THE PROBLEM: Output, word for word, the span of lines that starts at the one containing "Can you spot the white patio" and ends at the last line of the records.

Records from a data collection
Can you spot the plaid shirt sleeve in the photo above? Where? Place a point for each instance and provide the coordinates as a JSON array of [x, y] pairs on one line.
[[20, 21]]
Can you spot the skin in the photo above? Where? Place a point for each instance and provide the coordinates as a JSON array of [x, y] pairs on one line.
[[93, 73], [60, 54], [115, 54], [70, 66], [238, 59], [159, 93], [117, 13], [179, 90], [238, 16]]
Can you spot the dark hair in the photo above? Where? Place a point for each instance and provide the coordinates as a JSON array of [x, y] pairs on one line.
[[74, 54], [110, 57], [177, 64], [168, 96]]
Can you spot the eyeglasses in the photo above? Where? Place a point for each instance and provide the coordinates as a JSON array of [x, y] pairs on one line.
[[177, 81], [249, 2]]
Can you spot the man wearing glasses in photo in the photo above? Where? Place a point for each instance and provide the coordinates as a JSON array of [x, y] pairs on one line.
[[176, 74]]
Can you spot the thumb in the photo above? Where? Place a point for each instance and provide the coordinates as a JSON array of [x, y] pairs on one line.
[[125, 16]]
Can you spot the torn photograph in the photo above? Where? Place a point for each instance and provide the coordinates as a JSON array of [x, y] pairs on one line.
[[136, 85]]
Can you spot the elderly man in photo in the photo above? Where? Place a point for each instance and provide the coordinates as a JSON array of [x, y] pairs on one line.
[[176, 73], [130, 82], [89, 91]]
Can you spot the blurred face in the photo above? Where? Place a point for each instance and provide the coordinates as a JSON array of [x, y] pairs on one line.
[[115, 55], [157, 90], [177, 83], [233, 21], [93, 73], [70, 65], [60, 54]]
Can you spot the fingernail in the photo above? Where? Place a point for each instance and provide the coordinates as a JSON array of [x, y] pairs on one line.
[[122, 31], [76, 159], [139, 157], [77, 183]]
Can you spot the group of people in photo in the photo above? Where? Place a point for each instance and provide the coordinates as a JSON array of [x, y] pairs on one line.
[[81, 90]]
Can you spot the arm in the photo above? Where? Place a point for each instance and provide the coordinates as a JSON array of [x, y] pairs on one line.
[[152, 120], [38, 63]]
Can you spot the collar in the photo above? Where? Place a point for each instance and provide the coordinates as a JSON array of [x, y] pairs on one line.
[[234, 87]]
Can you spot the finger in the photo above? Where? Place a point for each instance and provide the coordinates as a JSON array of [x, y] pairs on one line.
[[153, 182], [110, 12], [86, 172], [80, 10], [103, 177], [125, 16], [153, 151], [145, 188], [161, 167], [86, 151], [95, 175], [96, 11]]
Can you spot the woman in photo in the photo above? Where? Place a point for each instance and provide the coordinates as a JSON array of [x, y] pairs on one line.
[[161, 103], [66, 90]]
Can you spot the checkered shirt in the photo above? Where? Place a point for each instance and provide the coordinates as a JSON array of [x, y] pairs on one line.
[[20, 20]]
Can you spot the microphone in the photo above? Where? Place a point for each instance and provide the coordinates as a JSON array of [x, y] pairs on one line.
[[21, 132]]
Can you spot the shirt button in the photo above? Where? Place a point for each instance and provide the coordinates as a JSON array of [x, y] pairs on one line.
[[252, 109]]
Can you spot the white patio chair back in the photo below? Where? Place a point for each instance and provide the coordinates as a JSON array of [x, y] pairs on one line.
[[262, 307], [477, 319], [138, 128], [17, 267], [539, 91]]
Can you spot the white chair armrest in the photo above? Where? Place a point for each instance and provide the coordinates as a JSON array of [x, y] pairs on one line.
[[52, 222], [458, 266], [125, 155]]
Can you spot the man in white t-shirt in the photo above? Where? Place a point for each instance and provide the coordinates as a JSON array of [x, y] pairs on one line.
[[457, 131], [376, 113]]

SOLUTION TO THIS PROBLEM:
Can you spot the white patio chair back in the photo below? Where? Place a point for each instance and provide the coordinates as a JSON array of [x, y] pairs on one line.
[[262, 307], [477, 319], [138, 128], [17, 267], [539, 91]]
Can you spot the white chair armrest in the photo above? Where? Place a point for each instance and provide the coordinates as a JSON array of [x, y] pairs on one line.
[[52, 222], [458, 266], [125, 155]]
Can you spot the man in white t-shirt in the photo above? Where? Place a point for each instance and provide the coordinates as a JSON array of [x, y] pairs on one line.
[[457, 131], [376, 113]]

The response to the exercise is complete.